#### Textauszug:
------------
Nobelpreis an Dialogquartett: "Haben Bürgerkrieg in Tunesien verhindert"

Viele junge Tunesier fühlen sich um ihre Revolution betrogen. Keine der Erwartungen der Jungen hat sich bisher erfüllt.
Überraschung in Oslo: Friedensnobelpreis geht nicht an Merkel, sondern an tunesische Demokratiebewegung.

Eine Jury verkündete am Freitag in Oslo, wer in diesem Jahr mit dem Friedensnobelpreis ausgezeichnet wird: Es ist das Quartett für den nationalen Dialog in Tunesien. Nach dem arabischen Frühling habe das Quartett den Weg zu Gesprächen des Friedens geebnet und den Aufbau einer pluralistischen Gesellschaft ermöglicht, so die Begründung der Jury.
------------
#### Zeilen zur Übung:
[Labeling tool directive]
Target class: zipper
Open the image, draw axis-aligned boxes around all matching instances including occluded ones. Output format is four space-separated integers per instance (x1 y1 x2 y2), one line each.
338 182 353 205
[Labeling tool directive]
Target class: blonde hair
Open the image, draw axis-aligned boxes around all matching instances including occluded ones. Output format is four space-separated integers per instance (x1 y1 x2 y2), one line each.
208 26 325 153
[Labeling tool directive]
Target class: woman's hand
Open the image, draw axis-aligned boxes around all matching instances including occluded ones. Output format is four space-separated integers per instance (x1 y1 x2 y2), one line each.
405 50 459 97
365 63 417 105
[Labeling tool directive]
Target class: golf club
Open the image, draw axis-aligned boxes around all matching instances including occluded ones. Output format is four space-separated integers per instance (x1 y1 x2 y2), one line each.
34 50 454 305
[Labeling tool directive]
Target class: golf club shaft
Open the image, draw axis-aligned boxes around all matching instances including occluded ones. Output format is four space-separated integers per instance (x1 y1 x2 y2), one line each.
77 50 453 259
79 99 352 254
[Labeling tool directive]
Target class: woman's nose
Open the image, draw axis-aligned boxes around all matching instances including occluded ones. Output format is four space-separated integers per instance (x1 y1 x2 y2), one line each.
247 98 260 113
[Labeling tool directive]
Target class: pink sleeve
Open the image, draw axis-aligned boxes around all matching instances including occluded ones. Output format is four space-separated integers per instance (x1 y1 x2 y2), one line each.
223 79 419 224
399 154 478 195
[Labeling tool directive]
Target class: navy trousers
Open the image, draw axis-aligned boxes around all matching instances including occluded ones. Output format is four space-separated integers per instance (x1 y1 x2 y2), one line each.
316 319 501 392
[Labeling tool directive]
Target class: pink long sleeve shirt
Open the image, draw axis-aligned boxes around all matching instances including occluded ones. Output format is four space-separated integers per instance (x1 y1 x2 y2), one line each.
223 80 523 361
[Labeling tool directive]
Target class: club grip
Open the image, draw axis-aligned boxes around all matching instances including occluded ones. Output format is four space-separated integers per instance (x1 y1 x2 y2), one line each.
------------
#### Zu erledigen:
[a] Geben Sie aus dem Textauszug zum Friedensnobelpreis den Abschnitt wortgetreu wieder, der mit den Worten „Eine Jury verkündete“ einsetzt und mit „Begründung der Jury.“ schließt.
[b] Nennen Sie jede Zeile, in der die Zeichenfolge „woman“ vorkommt, wobei Groß- und Kleinschreibung zu beachten ist.
Die Zeilen haben mit dem Textauszug inhaltlich nichts zu tun.

#### Ergebnisse der Aufgaben:
[a]
Eine Jury verkündete am Freitag in Oslo, wer in diesem Jahr mit dem Friedensnobelpreis ausgezeichnet wird: Es ist das Quartett für den nationalen Dialog in Tunesien. Nach dem arabischen Frühling habe das Quartett den Weg zu Gesprächen des Friedens geebnet und den Aufbau einer pluralistischen Gesellschaft ermöglicht, so die Begründung der Jury.

[b]
Target class: woman's hand
Target class: woman's nose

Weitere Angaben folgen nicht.